▶ _Work instructions_:
1 - Name every country that the election news excerpt below mentions by name.
2 - From the election news excerpt below, quote the passage between "Pollsters projected that" and "in the campaign.", inclusive.

▶ _Reading passage_:
------------------------------------------------------------
A crowd outside the Louvre museum at a Macron victory party jubilantly waved red, white and blue tricolour flags at the news.

Political newcomer Emmanuel Macron will be France’s next president, pollsters projected Sunday night

If confirmed, the result would constitute a resounding rejection of far-right Marine Le Pen’s “French-first” nationalism and dash her hopes that the same populist wave that swept Donald Trump into the White House would also carry her to the French presidential Elysee Palace.

A Macron victory would mark the third time in six months — following elections in Austria and the Netherlands — that European voters have shot down far-right populists who want to restore borders across Europe. The victory of a candidate — Macron — who championed European unity could strengthen the EU’s hand in its complex divorce proceedings with Britain, which voted last year to leave the bloc.
Pollsters projected that Macron won 65 per cent of the votes Sunday. Le Pen’s projected 35 per cent score was lower than her polling numbers earlier in the campaign.
------------------------------------------------------------
▶ _Data lines_:
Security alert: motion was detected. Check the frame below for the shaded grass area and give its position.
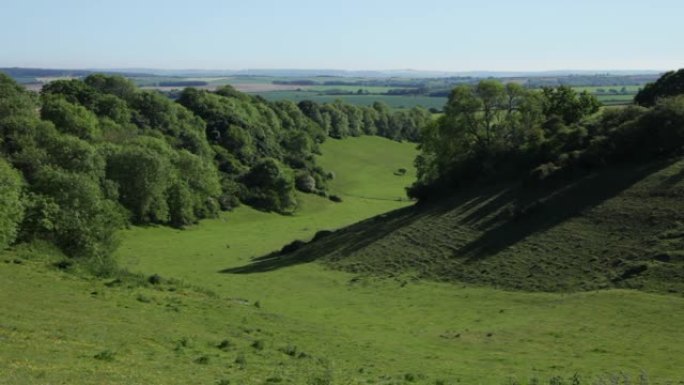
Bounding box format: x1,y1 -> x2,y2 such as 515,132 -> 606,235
238,156 -> 684,292
5,138 -> 684,385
------------------------------------------------------------
▶ _Expected responses_:
1 - France, Austria, the Netherlands, Britain

2 -
Pollsters projected that Macron won 65 per cent of the votes Sunday. Le Pen’s projected 35 per cent score was lower than her polling numbers earlier in the campaign.